*Text section:*
+++++
Outrage as police suggest abusive rugby player was ‘driven too far’ when he burned wife and kids to death – The Sun

A POLICE detective has sparked global outrage after suggesting the horrific murder-suicide of an Australian mother and her three children may have been a case of “a husband being driven too far”.

Queensland Police face widespread condemnation following a press conference held just 24 hours after Rowan Baxter killed his estranged wife Hannah Clarke and their three young children.

While Detective Inspector Mark Thompson confirmed police had had “a number of engagements” with the couple relating to prior domestic violence incidents, and that domestic and family violence orders had been placed against Baxter, it was his comment on the motivations and context behind the brutal killings that infuriated the public.

The detective said investigators were keeping an “open mind” on the tragedy as they prepared a report for the coroner, appealing to people who knew the couple to come forward to understand the killers’ motives.

He went on to say: “We need to look at every piece of information and, to put it bluntly, there are probably people out there in the community that are deciding which side, so to speak, to take in this investigation.”

“Is this an issue of a woman suffering significant domestic violence, and her and her children perishing at the hands of the husband?”

“Or is it an instance of a husband being driven too far by issues that he's suffered by certain circumstances into committing acts of this form?”

Detective Inspector Thompson went on to say some “scorned” men in the community may claim it was the latter.

Social media erupted over his choice of words, with domestic violence campaigners claiming it was in fact victim blaming.

Renee Eaves, a victims’ advocate who has worked extensively with domestic abuse sufferers in their interactions with the Queensland police, said she could not believe the comments that were made.

Ms Eaves said: “This … is nothing short of a flashing billboard about the mindset by some police around domestic violence.”

“A calculated monster has killed a woman and her children in the most abhorrent way anyone could imagine. Even when the worst has occurred, they’re still questioning the woman, and still looking for reasons to justify this man’s behaviour.”

Queensland Police were quick to apologise for the widely condemned comments, saying Detective Thompson was “distraught” and “gutted” over what was said.

Police Commissioner Katarina Carroll added: “He is a man who has protected the Queensland community all his life and has worked endless hours, and when he looks back he cannot believe the way he has phrased that.”
+++++
*What the task asks:* Summarize the article in two sentences. Rely on the article alone.

(Stored data entries)
+++++
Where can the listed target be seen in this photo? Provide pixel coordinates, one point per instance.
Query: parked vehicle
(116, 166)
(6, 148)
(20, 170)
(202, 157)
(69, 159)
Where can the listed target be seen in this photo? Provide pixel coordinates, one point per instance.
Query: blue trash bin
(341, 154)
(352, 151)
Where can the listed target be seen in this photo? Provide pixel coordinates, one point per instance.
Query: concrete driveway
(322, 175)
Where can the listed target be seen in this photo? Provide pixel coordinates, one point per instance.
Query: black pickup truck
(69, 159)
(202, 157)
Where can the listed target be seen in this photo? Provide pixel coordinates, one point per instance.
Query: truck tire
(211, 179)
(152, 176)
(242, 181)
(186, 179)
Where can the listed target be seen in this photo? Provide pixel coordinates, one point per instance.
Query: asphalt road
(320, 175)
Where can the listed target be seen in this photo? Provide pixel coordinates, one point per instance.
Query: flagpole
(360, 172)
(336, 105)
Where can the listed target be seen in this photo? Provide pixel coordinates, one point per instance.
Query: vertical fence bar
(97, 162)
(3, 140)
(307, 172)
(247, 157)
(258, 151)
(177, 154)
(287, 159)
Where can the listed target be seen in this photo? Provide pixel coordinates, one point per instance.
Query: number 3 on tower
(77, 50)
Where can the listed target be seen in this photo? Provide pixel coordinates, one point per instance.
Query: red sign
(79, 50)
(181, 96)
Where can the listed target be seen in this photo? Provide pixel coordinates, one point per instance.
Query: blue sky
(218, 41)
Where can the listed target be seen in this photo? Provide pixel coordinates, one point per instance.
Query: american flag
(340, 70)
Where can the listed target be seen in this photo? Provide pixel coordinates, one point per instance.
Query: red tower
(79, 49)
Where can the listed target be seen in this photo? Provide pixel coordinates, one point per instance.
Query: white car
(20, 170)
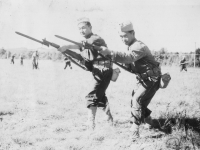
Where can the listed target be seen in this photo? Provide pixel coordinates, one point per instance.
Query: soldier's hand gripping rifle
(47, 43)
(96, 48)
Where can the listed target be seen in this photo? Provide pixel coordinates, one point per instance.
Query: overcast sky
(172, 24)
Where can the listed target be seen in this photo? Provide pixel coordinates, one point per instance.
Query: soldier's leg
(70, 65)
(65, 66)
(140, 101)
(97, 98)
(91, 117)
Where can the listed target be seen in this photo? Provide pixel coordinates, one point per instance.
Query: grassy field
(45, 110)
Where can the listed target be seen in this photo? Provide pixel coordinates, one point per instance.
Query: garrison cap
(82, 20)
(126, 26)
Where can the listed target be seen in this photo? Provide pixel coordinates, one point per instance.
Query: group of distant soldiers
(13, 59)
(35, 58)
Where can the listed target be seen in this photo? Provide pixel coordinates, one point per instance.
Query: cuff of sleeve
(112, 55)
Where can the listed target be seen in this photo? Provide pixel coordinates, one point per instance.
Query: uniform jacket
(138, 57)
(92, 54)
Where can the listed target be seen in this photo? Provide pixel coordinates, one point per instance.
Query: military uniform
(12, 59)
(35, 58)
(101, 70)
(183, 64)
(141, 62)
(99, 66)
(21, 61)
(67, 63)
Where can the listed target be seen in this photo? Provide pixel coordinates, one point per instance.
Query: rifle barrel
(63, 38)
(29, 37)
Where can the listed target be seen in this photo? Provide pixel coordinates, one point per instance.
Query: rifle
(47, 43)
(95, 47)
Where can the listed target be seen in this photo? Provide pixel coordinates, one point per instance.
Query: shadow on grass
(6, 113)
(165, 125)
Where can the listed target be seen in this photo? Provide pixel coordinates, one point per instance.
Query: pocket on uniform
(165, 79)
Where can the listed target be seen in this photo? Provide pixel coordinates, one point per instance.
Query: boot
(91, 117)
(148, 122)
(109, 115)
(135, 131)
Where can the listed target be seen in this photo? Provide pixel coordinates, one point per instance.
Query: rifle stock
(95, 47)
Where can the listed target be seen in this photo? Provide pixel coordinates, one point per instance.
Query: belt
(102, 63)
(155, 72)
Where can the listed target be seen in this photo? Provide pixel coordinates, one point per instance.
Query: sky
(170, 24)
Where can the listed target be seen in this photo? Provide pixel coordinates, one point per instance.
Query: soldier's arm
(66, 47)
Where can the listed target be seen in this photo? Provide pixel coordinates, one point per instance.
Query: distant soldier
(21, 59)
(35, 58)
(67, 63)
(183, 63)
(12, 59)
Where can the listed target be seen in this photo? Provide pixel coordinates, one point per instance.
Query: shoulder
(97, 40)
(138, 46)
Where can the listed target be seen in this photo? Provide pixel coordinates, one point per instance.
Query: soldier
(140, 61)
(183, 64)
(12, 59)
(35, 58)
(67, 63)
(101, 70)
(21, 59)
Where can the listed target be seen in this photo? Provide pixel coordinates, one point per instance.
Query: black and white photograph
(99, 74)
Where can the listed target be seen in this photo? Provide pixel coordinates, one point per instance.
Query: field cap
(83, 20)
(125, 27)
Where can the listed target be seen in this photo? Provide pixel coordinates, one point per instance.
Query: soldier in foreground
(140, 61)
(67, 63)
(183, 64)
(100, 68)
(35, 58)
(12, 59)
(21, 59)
+++++
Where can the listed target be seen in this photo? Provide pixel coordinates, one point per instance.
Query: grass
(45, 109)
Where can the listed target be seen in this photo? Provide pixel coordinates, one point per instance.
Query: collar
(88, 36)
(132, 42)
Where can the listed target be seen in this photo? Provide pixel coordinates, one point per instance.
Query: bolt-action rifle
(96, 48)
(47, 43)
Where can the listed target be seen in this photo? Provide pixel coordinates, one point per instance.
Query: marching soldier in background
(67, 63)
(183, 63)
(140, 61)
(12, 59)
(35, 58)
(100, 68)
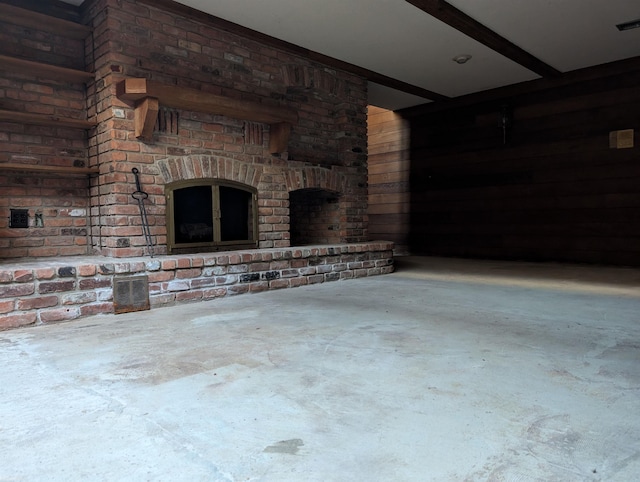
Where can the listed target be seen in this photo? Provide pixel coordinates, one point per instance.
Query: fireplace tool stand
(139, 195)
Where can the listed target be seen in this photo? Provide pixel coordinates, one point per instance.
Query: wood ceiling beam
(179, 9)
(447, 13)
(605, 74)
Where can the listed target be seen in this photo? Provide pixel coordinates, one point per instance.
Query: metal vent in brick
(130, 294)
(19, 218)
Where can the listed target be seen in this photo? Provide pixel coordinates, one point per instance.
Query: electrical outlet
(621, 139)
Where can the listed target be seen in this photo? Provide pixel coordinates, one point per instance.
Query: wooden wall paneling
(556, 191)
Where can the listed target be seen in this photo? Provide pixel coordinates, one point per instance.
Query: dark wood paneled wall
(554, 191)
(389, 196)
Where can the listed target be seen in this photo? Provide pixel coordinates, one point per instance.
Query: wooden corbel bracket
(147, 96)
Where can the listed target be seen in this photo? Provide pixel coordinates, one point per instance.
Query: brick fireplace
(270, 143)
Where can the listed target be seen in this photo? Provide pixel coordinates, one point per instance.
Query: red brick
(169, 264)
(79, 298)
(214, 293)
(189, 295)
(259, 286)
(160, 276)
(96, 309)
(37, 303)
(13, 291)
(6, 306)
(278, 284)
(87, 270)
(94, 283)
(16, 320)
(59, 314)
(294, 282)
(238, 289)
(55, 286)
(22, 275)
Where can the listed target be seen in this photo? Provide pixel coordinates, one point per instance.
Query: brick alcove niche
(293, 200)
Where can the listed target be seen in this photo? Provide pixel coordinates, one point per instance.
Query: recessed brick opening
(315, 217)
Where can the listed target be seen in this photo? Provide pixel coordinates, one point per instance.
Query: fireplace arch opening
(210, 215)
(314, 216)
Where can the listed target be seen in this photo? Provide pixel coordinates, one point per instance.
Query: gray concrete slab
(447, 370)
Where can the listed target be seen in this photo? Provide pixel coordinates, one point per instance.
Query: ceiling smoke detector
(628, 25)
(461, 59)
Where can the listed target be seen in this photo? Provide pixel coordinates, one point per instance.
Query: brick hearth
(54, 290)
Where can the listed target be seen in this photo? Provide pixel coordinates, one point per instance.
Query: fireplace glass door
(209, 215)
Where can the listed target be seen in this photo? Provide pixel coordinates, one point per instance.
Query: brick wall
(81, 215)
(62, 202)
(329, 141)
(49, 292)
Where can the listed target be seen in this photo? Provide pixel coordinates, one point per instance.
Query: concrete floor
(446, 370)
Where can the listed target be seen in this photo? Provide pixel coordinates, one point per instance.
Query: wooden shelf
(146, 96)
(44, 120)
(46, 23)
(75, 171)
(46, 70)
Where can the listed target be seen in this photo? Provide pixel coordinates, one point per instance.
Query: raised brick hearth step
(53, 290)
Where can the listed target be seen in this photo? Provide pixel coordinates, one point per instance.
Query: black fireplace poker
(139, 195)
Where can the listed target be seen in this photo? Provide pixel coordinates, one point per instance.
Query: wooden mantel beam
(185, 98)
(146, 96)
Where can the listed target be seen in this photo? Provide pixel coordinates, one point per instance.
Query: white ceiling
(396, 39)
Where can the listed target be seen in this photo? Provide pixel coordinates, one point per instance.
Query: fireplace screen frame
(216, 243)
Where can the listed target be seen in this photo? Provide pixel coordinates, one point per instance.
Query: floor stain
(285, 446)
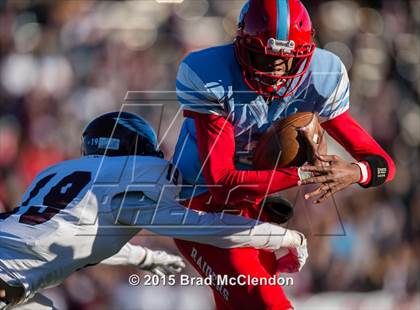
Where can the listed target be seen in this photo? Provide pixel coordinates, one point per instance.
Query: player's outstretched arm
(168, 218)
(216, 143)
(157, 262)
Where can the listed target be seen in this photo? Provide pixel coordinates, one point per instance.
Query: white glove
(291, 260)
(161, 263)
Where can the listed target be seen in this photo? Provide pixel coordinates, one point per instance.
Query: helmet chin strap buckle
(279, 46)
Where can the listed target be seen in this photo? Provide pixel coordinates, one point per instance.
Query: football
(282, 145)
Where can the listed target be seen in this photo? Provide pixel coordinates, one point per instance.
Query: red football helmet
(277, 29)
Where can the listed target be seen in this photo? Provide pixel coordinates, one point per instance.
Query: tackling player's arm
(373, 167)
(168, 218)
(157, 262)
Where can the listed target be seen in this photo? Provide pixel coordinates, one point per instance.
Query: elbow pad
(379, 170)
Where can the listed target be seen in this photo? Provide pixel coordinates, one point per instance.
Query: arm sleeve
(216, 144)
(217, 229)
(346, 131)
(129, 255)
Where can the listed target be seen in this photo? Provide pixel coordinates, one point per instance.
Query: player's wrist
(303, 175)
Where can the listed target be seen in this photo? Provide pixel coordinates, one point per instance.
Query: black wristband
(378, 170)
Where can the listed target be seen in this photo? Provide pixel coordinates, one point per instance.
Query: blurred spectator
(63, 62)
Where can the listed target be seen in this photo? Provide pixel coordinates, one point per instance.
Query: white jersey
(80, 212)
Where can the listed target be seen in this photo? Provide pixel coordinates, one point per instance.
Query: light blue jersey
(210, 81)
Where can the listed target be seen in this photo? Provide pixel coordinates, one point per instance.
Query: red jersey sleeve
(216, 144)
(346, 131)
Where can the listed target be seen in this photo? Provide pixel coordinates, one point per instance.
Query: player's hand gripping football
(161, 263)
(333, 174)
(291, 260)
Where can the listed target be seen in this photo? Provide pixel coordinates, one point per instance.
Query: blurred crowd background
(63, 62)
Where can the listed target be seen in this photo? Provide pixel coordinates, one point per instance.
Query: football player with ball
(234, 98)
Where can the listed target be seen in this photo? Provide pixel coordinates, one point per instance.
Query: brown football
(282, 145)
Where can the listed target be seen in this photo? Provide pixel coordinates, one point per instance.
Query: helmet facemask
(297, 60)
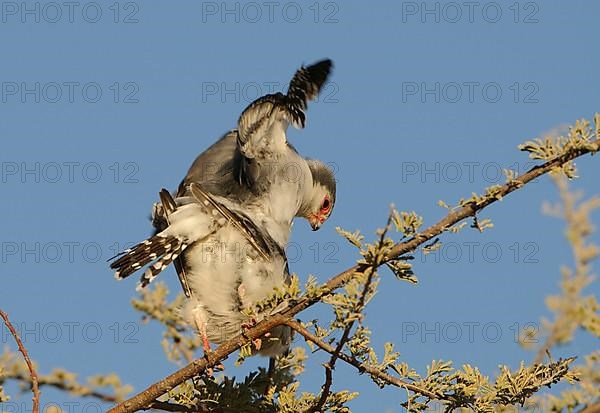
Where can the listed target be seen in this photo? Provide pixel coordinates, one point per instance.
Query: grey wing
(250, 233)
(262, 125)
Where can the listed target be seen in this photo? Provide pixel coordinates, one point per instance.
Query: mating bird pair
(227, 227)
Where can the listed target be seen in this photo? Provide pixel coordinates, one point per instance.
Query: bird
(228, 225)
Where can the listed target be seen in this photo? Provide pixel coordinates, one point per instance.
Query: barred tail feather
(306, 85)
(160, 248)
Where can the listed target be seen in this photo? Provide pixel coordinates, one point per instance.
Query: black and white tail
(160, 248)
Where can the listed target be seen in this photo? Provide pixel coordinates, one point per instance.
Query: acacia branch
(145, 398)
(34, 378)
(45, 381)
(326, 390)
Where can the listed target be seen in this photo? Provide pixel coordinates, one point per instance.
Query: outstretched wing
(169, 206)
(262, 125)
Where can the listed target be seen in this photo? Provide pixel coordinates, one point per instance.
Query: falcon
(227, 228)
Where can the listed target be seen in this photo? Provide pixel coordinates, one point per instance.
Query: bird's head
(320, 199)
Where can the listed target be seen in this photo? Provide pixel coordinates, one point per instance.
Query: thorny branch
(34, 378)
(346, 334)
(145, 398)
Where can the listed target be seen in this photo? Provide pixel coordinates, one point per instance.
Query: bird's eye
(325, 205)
+++++
*Response to the exercise:* Queensland Police faced widespread condemnation after Detective Inspector Mark Thompson, speaking 24 hours after Rowan Baxter killed his estranged wife Hannah Clarke and their three children, asked whether the case might be one of "a husband being driven too far." Domestic violence campaigners called the remark victim blaming, victims' advocate Renee Eaves said it revealed the mindset of some police around domestic violence, and Queensland Police apologized, saying Thompson was "distraught" and "gutted" over his words.